→ ЗАДАНИЯ ДЛЯ ВЫПОЛНЕНИЯ:
(1) Куда, согласно тексту, бросили девчат по приезде в Россоны?
(2) Пожалуйста, повторите дословно отрывок текста от «Разговаривать в фургоне» до «угнетающие душу крики.» включительно.

Разговаривать в фургоне не было возможности. Каратели не сводили с них глаз. В Россоны приехали затемно. На берегу озера, в бывшем доме помещика Глазко, девчат бросили в темную камеру подвала. Услышав, как, скрипнув железными петлями, за ними захлопнулась дверь и гулко, эхом по коридору, отозвался лязг замка, девчата содрогнулись. Сердца больно сжались. Что с ними будет? Трудно словами передать состояние человека, за которым захлопывается тюремная дверь. Может, навсегда? В камере пахло сыростью и нечистотами. По соседству слышались стоны, угнетающие душу крики.
Однако нельзя терять времени зря. Надо условиться, как держаться на допросе, что говорить. Стали на ощупь продвигаться вперед. Нашли нары. Немного успокоились. Решили притвориться ничего не знающими, легкомысленными, ко всему безучастными, мол, только исполнилось по семнадцать, живем у родителей, серьезные вопросы не интересуют. И тем самым отвести от себя подозрения, а может быть, и обвинения.
Нину вызвали первой. В комнате стояли стол, табуретки и скамья. Возле стола — следователь с тяжелой плетью в руке. Однако не на него обратила внимание Нина, а на раздетого до пояса, окровавленного человека, сидевшего на табуретке слева от двери. С трудом узнала в нем Василия Куравлева, чернявого, бойкого паренька, порывистого в движениях и поступках, резкого и строгого в спорах. Он рвался к оружию, к борьбе с фашистами. Пытки сделали свое. Нина едва сдержалась, чтобы не выдать своих чувств. У нее внезапно промелькнула мысль: «А не связан ли их арест с действиями Журавлева и Иванова? Неужели Василий проговорился? Если да, то как теперь держаться на допросе? Скажу, что знаю его как полицейского и больше ни слова».

→ ПЕРЕЧЕНЬ ДАННЫХ:

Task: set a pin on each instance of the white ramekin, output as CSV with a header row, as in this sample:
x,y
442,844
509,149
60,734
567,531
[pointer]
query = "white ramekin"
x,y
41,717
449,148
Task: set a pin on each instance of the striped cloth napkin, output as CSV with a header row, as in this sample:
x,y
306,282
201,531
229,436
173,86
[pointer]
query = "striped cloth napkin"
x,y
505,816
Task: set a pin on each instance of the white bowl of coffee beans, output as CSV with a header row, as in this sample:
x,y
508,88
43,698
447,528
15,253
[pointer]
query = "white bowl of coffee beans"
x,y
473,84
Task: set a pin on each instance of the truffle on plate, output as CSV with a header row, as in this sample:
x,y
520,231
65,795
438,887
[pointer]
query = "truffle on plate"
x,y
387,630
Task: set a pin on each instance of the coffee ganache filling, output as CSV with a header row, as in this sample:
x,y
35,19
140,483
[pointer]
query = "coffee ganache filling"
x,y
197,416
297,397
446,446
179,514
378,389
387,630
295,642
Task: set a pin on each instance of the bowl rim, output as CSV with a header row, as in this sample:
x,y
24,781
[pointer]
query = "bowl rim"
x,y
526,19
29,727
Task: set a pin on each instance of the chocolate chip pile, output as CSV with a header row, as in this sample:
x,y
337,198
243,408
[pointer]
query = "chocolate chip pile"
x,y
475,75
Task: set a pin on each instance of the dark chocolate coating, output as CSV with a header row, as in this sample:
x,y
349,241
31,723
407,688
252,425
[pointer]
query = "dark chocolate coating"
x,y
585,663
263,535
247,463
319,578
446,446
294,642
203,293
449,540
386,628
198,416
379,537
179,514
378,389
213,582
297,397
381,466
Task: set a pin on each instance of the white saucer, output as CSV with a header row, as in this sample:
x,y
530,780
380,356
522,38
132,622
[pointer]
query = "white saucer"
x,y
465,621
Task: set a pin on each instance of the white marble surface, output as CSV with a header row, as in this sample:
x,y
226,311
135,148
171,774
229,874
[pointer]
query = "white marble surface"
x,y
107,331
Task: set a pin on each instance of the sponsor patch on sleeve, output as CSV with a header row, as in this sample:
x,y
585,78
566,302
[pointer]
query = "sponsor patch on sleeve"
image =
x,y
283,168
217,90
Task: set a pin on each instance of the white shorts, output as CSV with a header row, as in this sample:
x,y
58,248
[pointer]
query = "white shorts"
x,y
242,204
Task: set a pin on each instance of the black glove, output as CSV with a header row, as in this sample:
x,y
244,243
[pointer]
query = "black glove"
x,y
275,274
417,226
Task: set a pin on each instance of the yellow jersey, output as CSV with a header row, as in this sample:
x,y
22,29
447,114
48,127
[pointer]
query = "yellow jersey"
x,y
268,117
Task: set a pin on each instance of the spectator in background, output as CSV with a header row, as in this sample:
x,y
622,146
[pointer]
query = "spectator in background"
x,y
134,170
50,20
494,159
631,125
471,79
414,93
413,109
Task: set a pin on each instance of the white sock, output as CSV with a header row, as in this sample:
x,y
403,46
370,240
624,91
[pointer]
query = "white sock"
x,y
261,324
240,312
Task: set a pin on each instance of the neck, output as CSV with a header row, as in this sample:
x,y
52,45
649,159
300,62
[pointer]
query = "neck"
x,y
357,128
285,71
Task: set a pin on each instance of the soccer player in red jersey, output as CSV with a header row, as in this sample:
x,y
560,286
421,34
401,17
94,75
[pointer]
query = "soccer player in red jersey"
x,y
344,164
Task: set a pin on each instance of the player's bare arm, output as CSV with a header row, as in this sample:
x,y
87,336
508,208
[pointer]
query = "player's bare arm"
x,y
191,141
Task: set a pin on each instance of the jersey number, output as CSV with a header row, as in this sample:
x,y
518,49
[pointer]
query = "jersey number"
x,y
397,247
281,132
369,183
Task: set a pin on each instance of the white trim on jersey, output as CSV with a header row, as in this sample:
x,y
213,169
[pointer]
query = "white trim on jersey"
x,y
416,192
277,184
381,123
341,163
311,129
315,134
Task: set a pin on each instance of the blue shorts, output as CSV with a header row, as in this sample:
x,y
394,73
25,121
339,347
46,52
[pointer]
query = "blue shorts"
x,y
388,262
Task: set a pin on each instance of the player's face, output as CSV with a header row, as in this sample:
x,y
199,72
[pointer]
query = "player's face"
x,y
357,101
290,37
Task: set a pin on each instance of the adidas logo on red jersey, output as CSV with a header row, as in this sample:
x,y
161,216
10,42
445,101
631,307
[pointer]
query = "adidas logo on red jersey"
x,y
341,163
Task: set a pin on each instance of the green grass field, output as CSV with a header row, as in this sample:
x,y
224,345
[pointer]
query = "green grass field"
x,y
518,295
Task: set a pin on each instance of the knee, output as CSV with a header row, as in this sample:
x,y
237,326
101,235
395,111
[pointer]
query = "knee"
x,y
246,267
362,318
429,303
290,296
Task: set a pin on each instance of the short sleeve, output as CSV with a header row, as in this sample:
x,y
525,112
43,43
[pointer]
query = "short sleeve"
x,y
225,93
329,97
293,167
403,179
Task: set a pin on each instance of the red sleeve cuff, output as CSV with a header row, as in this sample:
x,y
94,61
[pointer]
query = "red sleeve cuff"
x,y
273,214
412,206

→ ОТВЕТЫ К ЗАДАНИЯМ:
(1) В темную камеру подвала бывшего дома помещика Глазко на берегу озера.

(2)
Разговаривать в фургоне не было возможности. Каратели не сводили с них глаз. В Россоны приехали затемно. На берегу озера, в бывшем доме помещика Глазко, девчат бросили в темную камеру подвала. Услышав, как, скрипнув железными петлями, за ними захлопнулась дверь и гулко, эхом по коридору, отозвался лязг замка, девчата содрогнулись. Сердца больно сжались. Что с ними будет? Трудно словами передать состояние человека, за которым захлопывается тюремная дверь. Может, навсегда? В камере пахло сыростью и нечистотами. По соседству слышались стоны, угнетающие душу крики.